- **Text section**
+++
Antioxidant drinks have no effect. If anything they produce an antioxidant spike that the body responds to by decreasing the amount of internally produced antioxidants so that the normal level is reduced and does not recover for 24 hours. So the supplements are counter productive. In any case, free radicals are necessary as they signal muscle damage has been done and repair mechanisms kick in. The balance between antioxidants and free radicals is managed by your body automatically.

The final snippet of information concerned looking at if being overweight was necessary a bad thing and whether fat loss was always something beneficial to strive for.  Fat round the bum and legs, hips generally, was not seen as particularly dangerous but round the stomach and abdomen definitely bad. BMI is still seen as a reliable measure of weight for mos normal human beings and under 25 is the recommended target. However, between 25 and 30 is OK for more elderly people, say over 65. Bearing in mind BMI is sensitive to the ratio between muscle and fat, in older people a highish BMI might be because muscle loss effects the ratio rather than just a matter of excess fat.

Finally there was advice about reheating food. Generally OK but be careful with rice because the bacteria present, although can be killed by thorough reheating, may have produce toxic spore that are immune to heat.

Trust me, I’m a doctor web site.
+++
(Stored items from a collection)
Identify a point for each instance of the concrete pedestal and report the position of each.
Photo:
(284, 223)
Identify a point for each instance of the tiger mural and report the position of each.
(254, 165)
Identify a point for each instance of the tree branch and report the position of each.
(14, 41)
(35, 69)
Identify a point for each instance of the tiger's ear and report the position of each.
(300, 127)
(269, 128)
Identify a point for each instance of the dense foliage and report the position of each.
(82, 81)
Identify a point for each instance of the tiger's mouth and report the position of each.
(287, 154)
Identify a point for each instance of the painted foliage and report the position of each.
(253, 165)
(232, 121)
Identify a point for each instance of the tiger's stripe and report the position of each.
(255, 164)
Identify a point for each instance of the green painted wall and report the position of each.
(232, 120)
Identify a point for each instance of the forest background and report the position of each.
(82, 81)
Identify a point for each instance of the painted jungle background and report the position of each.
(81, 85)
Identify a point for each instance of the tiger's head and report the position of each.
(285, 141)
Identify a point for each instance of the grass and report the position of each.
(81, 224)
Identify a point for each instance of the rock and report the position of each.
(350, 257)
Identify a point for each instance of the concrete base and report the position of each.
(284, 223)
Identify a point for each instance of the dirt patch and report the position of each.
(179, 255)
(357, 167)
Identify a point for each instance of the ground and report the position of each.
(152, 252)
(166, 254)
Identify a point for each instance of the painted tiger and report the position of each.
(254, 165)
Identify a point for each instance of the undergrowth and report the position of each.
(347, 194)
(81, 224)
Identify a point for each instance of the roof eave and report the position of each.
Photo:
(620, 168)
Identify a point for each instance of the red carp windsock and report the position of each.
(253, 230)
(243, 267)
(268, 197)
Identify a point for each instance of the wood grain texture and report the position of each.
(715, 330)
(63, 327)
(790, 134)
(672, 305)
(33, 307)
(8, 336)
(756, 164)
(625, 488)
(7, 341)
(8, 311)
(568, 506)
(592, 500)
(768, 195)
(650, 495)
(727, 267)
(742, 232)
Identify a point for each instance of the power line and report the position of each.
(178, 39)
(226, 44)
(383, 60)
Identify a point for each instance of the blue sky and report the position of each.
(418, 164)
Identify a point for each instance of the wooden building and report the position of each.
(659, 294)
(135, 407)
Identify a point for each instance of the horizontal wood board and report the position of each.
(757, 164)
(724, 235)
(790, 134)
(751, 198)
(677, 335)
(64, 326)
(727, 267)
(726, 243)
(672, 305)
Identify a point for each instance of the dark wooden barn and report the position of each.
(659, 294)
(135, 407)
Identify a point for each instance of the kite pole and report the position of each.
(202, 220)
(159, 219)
+++
- **Explore the material**
A – Answer these questions using the health advice text:
(i) For how long does the normal level of internally produced antioxidants stay reduced after an antioxidant spike?
(ii) What BMI range does the text call OK for more elderly people?
(iii) Which food does the text say needs care when reheating?
B – Carry on the health advice text after its final line.

- **Answers provided**
A –
(i) 24 hours.
(ii) Between 25 and 30.
(iii) Rice.

B –
Prostate cancer update

I’ve decided to put any posts related to my condition here rather than were they are up until now in my cycling blog which from now on I will restrict to more directly related issues. This blog will be rather more eclectic and will cover a much bigger range of topics but still including stuff on health and lifestyle. Where it seems to be appropriate I will cross-post between the two blogs or at least refer to and summarise posts on the other blog. The two posts specifically about prostate cancer on the cycling blog are Prostate Cancer posted 15th August 2014 and Active surveillance posted 29th August. One thing I forgot to mention in the last post is that, on making a firm decision to opt for the active surveillance programme I was informed by Dr. Owen that this had been the interdisciplinary group’s recommendation. This is the first time I had heard this and I must say it gave me some confidence in my decision. I guess that was the point f not letting me know earlier  – let the patient make their own mind up since there was no sure-fire way of making the right one anyway.

Having opted for the AS regime this involves a 3 monthly PSA blood test, and initial MRI scan 3 months after going on the programme and, if necessary, further biopsies if changes in the prostate and tumours warrant them. I had a blood test early December 2015 which gave a result of 8 – a little higher than the last one, 7.9, but quite a lot lower than the highest taken while I was in hospital with the ruptured kidney of round 9. So the latest test may mean something or nothing – the usual problem with PSA tests. The initial MRI scan due at the same time (part of the AS protocol I was told) never happened but after chasing this up I have it booked for 28th January. I understand from others on this programme that test time is a particularly stressful period as you dread being told the tumour is on the move and surgery, etc. is now necessary. I can feel the tension mounting already even though the scan is 3 weeks away, in fact the day before my 70th birthday.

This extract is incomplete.